▸ Problem details:
Only the lines from the top of the listing below through the line containing "instance of sponsor" should be output, exactly and with no pictures.

▸ Supplied records:
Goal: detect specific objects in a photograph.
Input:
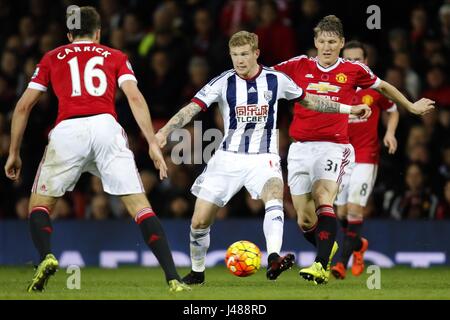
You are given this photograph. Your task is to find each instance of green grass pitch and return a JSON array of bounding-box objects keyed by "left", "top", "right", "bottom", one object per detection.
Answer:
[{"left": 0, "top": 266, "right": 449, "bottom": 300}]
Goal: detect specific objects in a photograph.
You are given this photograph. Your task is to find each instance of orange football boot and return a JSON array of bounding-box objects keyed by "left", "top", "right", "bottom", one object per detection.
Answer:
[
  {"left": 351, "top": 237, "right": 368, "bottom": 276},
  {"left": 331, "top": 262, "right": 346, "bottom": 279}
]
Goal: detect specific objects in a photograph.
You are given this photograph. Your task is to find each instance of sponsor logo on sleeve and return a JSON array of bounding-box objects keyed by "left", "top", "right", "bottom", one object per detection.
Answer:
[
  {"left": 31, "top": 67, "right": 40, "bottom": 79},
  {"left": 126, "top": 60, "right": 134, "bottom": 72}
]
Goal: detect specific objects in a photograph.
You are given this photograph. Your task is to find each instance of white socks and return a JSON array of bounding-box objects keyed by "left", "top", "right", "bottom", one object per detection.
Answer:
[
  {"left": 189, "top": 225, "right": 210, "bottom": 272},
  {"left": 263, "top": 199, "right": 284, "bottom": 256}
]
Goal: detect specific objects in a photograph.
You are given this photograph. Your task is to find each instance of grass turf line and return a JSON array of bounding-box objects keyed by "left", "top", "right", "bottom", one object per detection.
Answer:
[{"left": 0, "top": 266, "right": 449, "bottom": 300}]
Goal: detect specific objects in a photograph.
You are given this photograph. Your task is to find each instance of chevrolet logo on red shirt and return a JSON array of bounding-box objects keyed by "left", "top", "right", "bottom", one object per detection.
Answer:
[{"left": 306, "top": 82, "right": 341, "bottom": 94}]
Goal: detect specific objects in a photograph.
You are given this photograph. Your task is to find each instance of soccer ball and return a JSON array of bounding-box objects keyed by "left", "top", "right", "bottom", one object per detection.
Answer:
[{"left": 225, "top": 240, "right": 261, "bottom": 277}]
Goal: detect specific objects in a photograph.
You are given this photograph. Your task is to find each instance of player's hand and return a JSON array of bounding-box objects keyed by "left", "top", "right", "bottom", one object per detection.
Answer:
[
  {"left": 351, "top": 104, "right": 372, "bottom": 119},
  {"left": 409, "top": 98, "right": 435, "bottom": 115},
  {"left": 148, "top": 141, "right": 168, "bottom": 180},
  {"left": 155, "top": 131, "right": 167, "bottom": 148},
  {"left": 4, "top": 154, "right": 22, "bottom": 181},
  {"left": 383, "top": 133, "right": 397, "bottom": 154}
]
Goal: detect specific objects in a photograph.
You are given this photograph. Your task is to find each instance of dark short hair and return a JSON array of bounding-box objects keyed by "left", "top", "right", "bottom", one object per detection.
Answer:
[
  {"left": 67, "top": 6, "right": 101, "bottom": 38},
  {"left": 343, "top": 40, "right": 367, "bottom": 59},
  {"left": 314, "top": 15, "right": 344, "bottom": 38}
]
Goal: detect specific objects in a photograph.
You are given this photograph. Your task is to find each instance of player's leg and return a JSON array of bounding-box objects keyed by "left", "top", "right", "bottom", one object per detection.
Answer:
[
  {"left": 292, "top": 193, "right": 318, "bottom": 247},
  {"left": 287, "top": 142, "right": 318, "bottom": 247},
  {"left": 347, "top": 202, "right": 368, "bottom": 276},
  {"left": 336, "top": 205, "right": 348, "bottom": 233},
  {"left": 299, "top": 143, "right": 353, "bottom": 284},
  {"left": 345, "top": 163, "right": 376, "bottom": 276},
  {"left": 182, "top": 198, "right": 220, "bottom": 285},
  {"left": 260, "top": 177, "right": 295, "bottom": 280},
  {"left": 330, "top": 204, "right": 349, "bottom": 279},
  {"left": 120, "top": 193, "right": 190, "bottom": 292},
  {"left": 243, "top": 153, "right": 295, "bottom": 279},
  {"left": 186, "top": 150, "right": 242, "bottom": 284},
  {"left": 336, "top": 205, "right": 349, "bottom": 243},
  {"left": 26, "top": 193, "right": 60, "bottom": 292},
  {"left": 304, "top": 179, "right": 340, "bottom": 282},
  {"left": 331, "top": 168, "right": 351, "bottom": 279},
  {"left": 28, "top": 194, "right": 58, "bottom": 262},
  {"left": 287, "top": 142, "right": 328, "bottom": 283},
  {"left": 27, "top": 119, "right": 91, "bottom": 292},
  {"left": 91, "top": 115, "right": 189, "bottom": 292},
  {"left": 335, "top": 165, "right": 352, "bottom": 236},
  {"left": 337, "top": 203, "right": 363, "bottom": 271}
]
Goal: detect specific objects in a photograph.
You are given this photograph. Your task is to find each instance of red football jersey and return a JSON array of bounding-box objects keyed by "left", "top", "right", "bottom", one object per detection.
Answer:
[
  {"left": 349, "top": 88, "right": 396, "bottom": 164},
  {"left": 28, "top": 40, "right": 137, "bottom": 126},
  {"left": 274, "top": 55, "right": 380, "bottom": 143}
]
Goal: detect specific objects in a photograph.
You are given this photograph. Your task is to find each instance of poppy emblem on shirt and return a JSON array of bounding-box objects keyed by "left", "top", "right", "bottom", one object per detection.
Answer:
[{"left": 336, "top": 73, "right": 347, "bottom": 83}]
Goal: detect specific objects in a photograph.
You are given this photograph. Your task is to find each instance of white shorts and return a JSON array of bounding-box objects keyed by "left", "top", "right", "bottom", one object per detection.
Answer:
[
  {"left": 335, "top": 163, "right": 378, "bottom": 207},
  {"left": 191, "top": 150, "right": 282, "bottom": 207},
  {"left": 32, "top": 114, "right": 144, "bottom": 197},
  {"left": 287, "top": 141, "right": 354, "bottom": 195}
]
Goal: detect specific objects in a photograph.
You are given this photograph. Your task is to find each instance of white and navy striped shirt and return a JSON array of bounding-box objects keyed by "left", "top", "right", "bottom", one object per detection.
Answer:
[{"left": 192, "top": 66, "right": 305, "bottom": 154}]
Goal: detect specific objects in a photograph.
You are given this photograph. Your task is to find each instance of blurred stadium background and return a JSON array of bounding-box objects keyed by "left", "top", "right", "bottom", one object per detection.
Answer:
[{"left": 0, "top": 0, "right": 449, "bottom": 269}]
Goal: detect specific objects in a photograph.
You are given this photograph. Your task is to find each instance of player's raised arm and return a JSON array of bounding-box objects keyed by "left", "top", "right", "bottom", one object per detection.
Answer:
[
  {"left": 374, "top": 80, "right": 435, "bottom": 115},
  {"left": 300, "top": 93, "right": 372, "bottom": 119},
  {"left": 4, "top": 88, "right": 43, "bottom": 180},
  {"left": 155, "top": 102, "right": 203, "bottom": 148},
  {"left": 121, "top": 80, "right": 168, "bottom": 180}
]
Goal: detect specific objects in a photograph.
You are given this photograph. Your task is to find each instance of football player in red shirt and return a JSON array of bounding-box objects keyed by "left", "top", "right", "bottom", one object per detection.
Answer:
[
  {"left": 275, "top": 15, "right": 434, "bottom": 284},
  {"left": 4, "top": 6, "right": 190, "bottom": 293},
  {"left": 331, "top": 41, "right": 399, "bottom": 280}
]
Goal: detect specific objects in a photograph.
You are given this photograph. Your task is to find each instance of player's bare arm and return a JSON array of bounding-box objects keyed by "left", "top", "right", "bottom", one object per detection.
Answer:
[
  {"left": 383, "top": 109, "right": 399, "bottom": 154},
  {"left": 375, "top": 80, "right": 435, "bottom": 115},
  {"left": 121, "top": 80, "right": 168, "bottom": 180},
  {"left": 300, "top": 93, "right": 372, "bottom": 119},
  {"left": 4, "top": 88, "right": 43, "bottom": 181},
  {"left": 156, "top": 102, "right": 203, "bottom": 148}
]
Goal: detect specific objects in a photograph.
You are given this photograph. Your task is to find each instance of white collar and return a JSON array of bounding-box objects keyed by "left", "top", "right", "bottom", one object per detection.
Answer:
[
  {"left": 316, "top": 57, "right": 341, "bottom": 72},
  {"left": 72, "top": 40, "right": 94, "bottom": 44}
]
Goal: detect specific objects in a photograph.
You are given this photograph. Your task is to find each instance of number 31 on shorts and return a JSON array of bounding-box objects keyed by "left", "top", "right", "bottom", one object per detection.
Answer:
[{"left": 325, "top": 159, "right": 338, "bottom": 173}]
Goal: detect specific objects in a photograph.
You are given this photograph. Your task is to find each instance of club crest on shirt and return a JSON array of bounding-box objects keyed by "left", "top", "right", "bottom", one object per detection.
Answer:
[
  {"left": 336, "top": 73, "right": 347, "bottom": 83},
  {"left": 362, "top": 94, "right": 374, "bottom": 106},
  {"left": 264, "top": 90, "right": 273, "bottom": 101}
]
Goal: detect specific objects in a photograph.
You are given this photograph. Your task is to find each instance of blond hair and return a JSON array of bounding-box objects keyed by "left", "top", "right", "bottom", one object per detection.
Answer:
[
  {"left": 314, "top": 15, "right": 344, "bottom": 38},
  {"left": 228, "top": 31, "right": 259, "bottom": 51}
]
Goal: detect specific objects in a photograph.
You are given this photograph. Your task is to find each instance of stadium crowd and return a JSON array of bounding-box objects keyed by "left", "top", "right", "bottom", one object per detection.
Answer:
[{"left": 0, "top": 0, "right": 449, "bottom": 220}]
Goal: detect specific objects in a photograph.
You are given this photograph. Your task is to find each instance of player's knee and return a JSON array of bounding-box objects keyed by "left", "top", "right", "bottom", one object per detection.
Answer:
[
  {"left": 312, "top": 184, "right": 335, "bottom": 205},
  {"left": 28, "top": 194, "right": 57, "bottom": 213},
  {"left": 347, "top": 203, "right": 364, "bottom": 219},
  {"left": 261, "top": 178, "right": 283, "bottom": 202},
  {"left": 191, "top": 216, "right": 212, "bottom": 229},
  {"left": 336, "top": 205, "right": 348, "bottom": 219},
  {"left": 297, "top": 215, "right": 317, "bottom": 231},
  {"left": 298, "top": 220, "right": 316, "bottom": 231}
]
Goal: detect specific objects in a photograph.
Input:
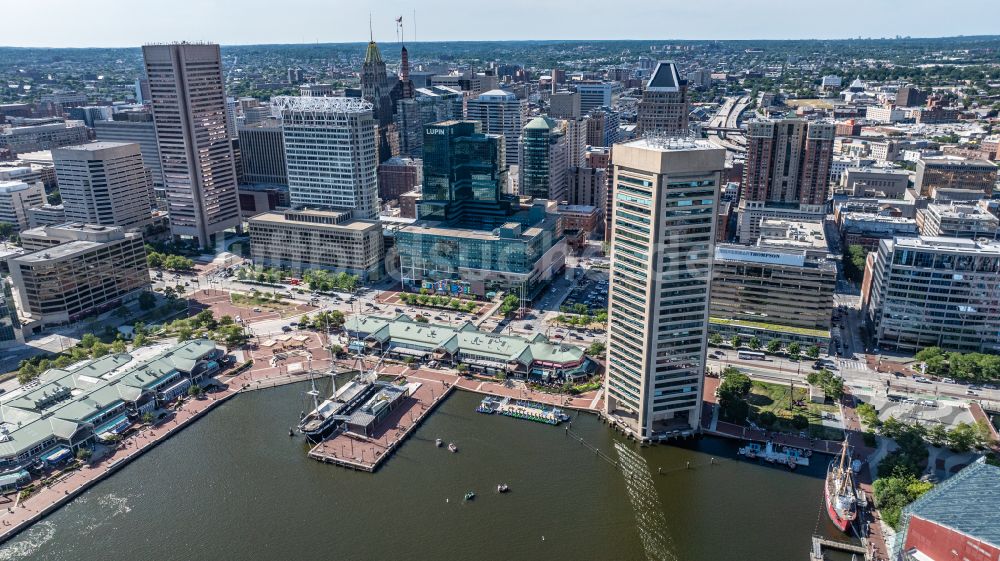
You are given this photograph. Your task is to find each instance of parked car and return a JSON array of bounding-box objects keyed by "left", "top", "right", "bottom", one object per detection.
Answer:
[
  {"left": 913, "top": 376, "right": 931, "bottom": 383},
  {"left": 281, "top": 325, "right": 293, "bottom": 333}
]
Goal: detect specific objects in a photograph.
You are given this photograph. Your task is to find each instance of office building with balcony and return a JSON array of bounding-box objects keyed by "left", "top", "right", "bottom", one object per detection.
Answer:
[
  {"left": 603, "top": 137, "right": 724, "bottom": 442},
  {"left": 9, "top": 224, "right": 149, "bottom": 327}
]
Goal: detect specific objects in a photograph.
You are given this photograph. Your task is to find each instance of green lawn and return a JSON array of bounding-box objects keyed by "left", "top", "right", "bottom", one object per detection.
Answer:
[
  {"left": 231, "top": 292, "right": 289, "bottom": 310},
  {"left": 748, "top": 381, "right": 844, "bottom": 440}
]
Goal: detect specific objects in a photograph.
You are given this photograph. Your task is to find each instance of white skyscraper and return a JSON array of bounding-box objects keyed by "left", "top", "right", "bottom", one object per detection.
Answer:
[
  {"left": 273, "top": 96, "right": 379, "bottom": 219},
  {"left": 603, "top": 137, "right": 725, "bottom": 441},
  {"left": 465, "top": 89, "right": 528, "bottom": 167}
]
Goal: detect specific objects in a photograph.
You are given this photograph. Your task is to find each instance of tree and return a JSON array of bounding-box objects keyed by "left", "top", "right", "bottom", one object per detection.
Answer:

▸ Expected answer:
Goal: detect specific objects in a photograph.
Input:
You are given this photograph. Your task is to find each instance of green grass pitch and return a JSON array of bounding-box objects keyed by "left", "top", "right", "bottom", one object per detection.
Answer:
[{"left": 0, "top": 266, "right": 449, "bottom": 300}]
Goal: detect specific objects in a photograph.
You are given this photograph. Your task is to find each instance of orange football boot and return a JSON array of bounding-box objects keyed by "left", "top", "right", "bottom", one object per detection.
Answer:
[
  {"left": 351, "top": 237, "right": 368, "bottom": 276},
  {"left": 331, "top": 262, "right": 346, "bottom": 279}
]
Goal: detect specific objects in a photograph.
You are given this photograph. Your task is to find each instance of sponsor logo on sleeve and return a JSON array of bounding-box objects keyed by "left", "top", "right", "bottom", one object per detection.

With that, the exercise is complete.